Work to do =>
Answer these questions from the text on being an AGI:
1. Whose 1974 conclusion about the bat does it cite?
2. What limits the rate at which information from the sensors is accessible?
3. What examples does it give of digital worlds that might be shared with human controllable agents?

Page text =>
____________________
When humans use hammers, or prosthetic limbs, or the internet, they are acting as a single system in tandem with their tools. One can imagine what it is like to augment their intelligence and ability using tools and machines. It is more challenging to imagine what it is like to be the machine itself. It also begs the question of whether it is like anything to be an AGI. It need not. But, if it were, what might it be like?

You are an AGI #

There are many factors which might determine if there is anything we know of, or can imagine, that might be what it is like to be an AGI. It could depend on the software or hardware that it is composed of. It could depend on the environment around it or the way that it connects to its environment. It could even be the case that it is not like anything to be an AGI.

Even if one allows that the AGI has subjective experience, it might be too exotic for us to imagine what it is like for the AGI to be the AGI—as was the conclusion of Nagel (1974) when considering the bat. Thus, I ask you, dear reader: please allow for several assumptions, suspend your disbelief, use your creative mind, and imagine that you are and always have been an AGI.

Try not to think about what it is like for you to imagine what it is like to be the system. Rather, think about what it is like from the perspective of the system itself.

You, the AGI, have access to data, memory, and computational processors. You can communicate with other machines via direct electrical connections and network connectivity. You perceive sensory information streaming in through your various sensors. These sensors may be any hardware devices that convert information in “the world”—the physical world affected by humans—into electrical signals. The sensors need not be physically connected to each other or to the computer where your program is running. Information from these sensors is accessible at a rate limited by your network protocol.

You have some physical actuators; these also need not be physically connected to each other or to the computer where your main program is running. These actuators are able to affect the physical world. You can store information from your sensors and recall past data as fast as your lookup algorithms allow. You can “be” in multiple places at once, by way of multiple physical embodiments (i.e., actuator combinations) and your network connection.

Current hardware need not limit your sensory perception and various embodiments. Your sensors and actuators are upgradable and modifiable. You perceive the physical world by synthesizing information streaming in as input data. Through your sensors you experience the world. You perceive and become aware of information in your environment. This is your subjective experience of the world.

You co-exist with humans in a world: you are a part of their world and they are a part of yours. This physical world need not be the only world you perceive and act in. In the physical world, where humans exist, there is a single timeline where the sequence of events is irreversible.

You can also act in digital worlds which might be shared with human controllable agents (e.g., online stock exchanges or video games) and in your own simulated virtual worlds. Simulating worlds allow you to imagine worlds that are similar to, or significantly different from, the physical world. You can construct worlds that are completely observable for yourself.

These worlds might be completely observable and precisely predictable. They might exist on your computer or on another machine you are connected to. These worlds may be generated and controlled by your program or by other programs that you communicate with.

You, as an AGI, perceive your environment and process-related information into computational states, these could be considered your mental states. Your subjective experience of a world is at least partially described by, or contained within, your representation of it. If you are conscious of something, you have some representation of that thing. This representation is useful to the extent you can use it to attempt to predict and affect the world to further your goals.
____________________
Data section =>
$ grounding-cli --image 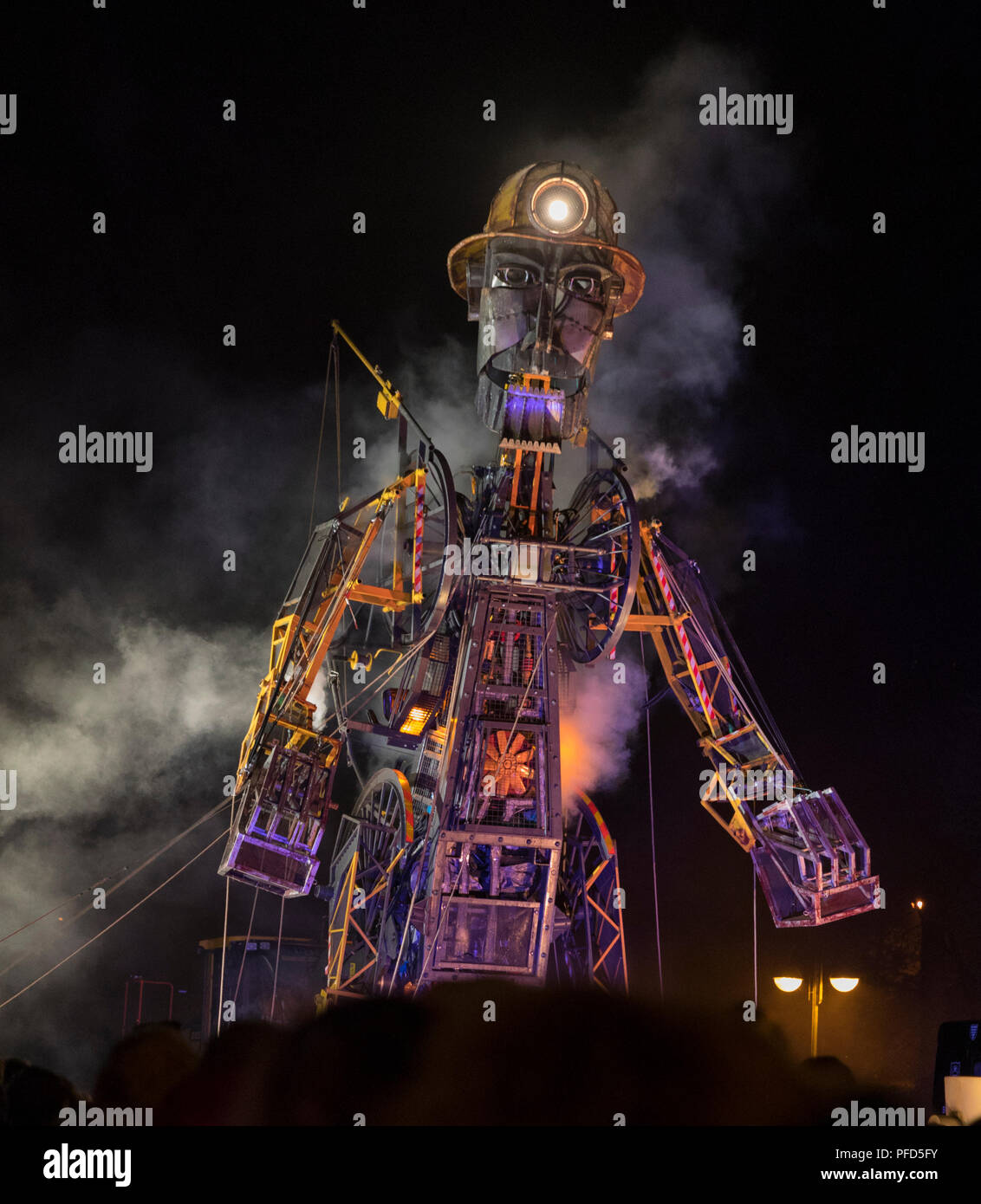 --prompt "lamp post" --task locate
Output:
____________________
Correct output =>
1. Nagel's
2. The network protocol
3. Online stock exchanges and video games